Tarefa proposta 1
Traduza para o inglês a seguinte frase do artigo sobre João Câmara: "Seu pai, Vicente Rodrigues da Câmara era filho de João Severiano da Câmara e Tereza Rodrigues da Silveira."
Tarefa proposta 2
Reproduza o trecho do artigo sobre João Câmara que vai de "Seu pai, Vicente" a "pequena comunidade interiorana.", sem alterar nenhuma palavra.

Artigo
"""
João
Severiano da Câmara (Taipu
08/03/1895- Natal 12/12/1948)
João Câmara é uma grande figura da história recente
do Rio Grande do Norte, natural de Taipu foi industrial
e político.Transcrevemos a seguir a biografia desse ilustre
taipuense feita por Aldo Torquato, vereador e ex prefeito de João
Câmara-RN .
João Severiano da Câmara nasceu na
localidade de Boa Vista, município de Taipu, em 8 de março de 1895 , sendo
filho de Vicente Rodrigues da Câmara e Maria Rodrigues da Câmara. A
pequena Boa Vista, no dizer de Câmara Cascudo, foi confundida com outra
localidade que lhe ficava próxima, Passagem Funda, daí constar
oficialmente o nome desta última como o lugar onde João Câmara
nasceu.
Seu pai, Vicente Rodrigues da Câmara era filho
de João Severiano da Câmara e Tereza Rodrigues da Silveira. Portanto, ao
filho, que foi o segundo da sua prole, foi dado o nome do avô
paterno. O destino de João Câmara parecia estar irremediavelmente ligado
a Baixa-Verde. Tanto é que, ainda menino, por diversas vezes esteve
em Cauassu, hoje distrito de João Câmara, passando dias de férias na casa
de uma tia (irmã de seu pai), dona Joaquina Possidônio da Câmara,
apelidada de dona Quininha, casada com Felipe Cândido Monteiro, cujos
descendentes (família Monteiro) ainda hoje residem naquela pequena comunidade interiorana.
"""
Amostra dos dados
"""
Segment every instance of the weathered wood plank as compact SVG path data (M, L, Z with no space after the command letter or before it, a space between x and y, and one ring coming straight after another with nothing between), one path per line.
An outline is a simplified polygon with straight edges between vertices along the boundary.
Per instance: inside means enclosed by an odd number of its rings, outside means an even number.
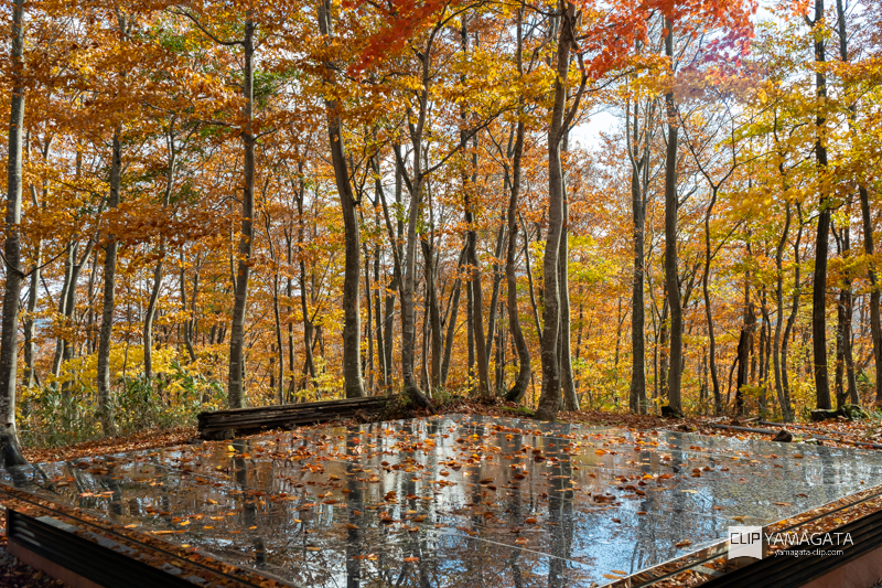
"""
Resposta final 1
His father, Vicente Rodrigues da Câmara, was the son of João Severiano da Câmara and Tereza Rodrigues da Silveira.

Resposta final 2
Seu pai, Vicente Rodrigues da Câmara era filho
de João Severiano da Câmara e Tereza Rodrigues da Silveira. Portanto, ao
filho, que foi o segundo da sua prole, foi dado o nome do avô
paterno. O destino de João Câmara parecia estar irremediavelmente ligado
a Baixa-Verde. Tanto é que, ainda menino, por diversas vezes esteve
em Cauassu, hoje distrito de João Câmara, passando dias de férias na casa
de uma tia (irmã de seu pai), dona Joaquina Possidônio da Câmara,
apelidada de dona Quininha, casada com Felipe Cândido Monteiro, cujos
descendentes (família Monteiro) ainda hoje residem naquela pequena comunidade interiorana.